### SUPPLIED MATERIAL
+---+

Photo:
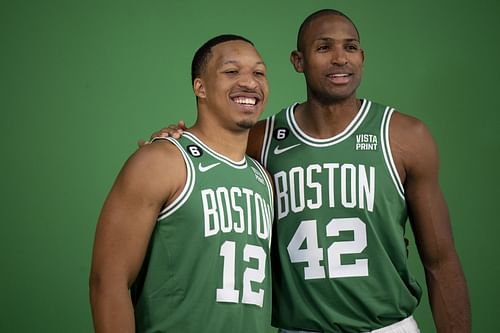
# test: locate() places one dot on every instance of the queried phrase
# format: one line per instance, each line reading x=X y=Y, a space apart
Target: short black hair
x=200 y=58
x=313 y=16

+---+

### TRY IT
With the pictures dropped, write out all of the entries word for word.

### RESPONSE TO THIS EXERCISE
Photo:
# test: locate() places one dot on every instance of the queried phrase
# format: one line per instance, each line reading x=X y=Y, a space apart
Target: short black hair
x=200 y=58
x=313 y=16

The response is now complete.